**Short exercise A**
Decide whether each statement agrees with the session pool documentation. Answer (i), (ii) and (iii) with yes or no, quoting the words from the documentation that settle each one. (i) Creating a pool presumes that its database already exists. (ii) A custom pool implementation must satisfy the contract laid out in AbstractSessionPool. (iii) The FixedSizePool example sets the pool size to 20.
**Short exercise B**
From the session pool documentation, extract the passage starting at "from google.cloud.spanner import Client" and ending at "them on demand).".
**Short exercise C**
Write what comes next in the session pool documentation, picking up after its final line.

**Text block**

Session Pools#

In order to minimize the latency of session creation, you can set up a session pool on your database. For instance, to use a pool which does not block when exhausted, and which pings each session at checkout:

Configuring a session pool for a database#

from google.cloud.spanner import Client
from google.cloud.spanner import FixedSizePool
client = Client()
instance = client.instance(INSTANCE_NAME)
database = instance.database(DATABASE_NAME)
pool = FixedSizePool(database, size=10, default_timeout=5)

Note that creating the pool presumes that its database already exists, as it may need to pre-create sessions (rather than creating them on demand).

You can supply your own pool implementation, which must satisfy the contract laid out in AbstractSessionPool:

from google.cloud.spanner import AbstractSessionPool

class MyCustomPool(AbstractSessionPool):

     def __init__(self, database, custom_param):
         super(MyCustomPool, self).__init__(database)
         self.custom_param = custom_param

     def get(self, read_only=False):
         ...

     def put(self, session, discard_if_full=True):
         ...

database = instance.database(DATABASE_NAME, pool=pool)
pool = MyCustomPool(database, custom_param=42)

[Saved entries]

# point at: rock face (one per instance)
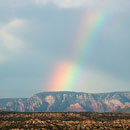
(68, 101)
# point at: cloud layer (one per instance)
(116, 4)
(10, 43)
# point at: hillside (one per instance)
(68, 101)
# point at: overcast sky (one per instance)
(36, 35)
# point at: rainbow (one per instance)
(66, 74)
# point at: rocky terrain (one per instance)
(64, 121)
(68, 101)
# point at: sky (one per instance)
(64, 45)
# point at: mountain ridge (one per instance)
(68, 101)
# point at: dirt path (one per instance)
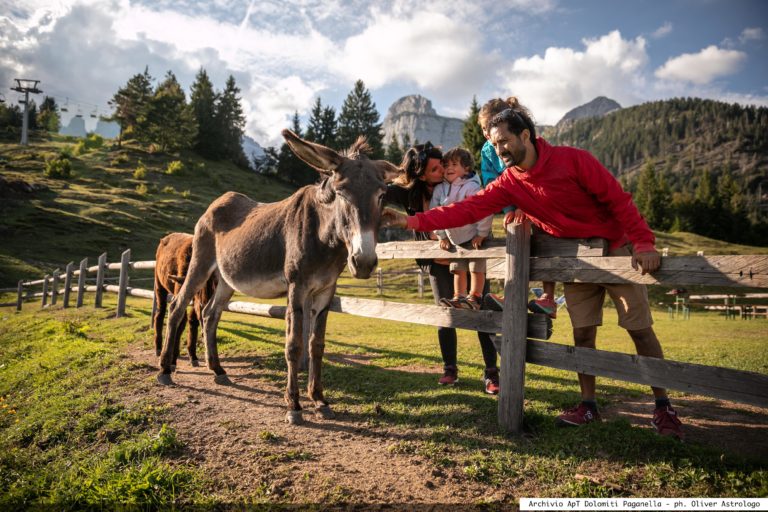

**Response A**
(i) Yes: "Note that creating the pool presumes that its database already exists"
(ii) Yes: "You can supply your own pool implementation, which must satisfy the contract laid out in AbstractSessionPool"
(iii) No: "pool = FixedSizePool(database, size=10, default_timeout=5)"

**Response B**
from google.cloud.spanner import Client
from google.cloud.spanner import FixedSizePool
client = Client()
instance = client.instance(INSTANCE_NAME)
database = instance.database(DATABASE_NAME)
pool = FixedSizePool(database, size=10, default_timeout=5)

Note that creating the pool presumes that its database already exists, as it may need to pre-create sessions (rather than creating them on demand).

**Response C**
Checking out sessions from the pool#

No matter what kind of pool you create for the database, you can check out a session from the pool, rather than creating it manually. The session() method returns an object designed to be used as a context manager, checking the session out from the pool and returning it automatically:

with pool.session() as session:

    snapshot = session.snapshot()

    result = snapshot.read(
        table='table-name', columns=['first_name', 'last_name', 'age'],
        key_set=['phred@example.com', 'bharney@example.com'])

    for row in result.rows:
        print(row)

Some pool implementations may allow additional keyword arguments when checked out:

with pool.session(read_only=True) as session:

    snapshot = session.snapshot()

    result = snapshot.read(
        table='table-name', columns=['first_name', 'last_name', 'age'],
        key_set=['phred@example.com', 'bharney@example.com'])

    for row in result.rows:
        print(row)

Lowering latency for read / query operations#

Some applications may need to minimize latency for read operations, including particularly the overhead of making an API request to create or refresh a session. PingingPool is designed for such applications, which need to configure a background thread to do the work of keeping the sessions fresh.

Create an instance of PingingPool:

from google.cloud.spanner import Client
from google.cloud.spanner import PingingPool

client = Client()
instance = client.instance(INSTANCE_NAME)
pool = PingingPool(size=10, default_timeout=5, ping_interval=300)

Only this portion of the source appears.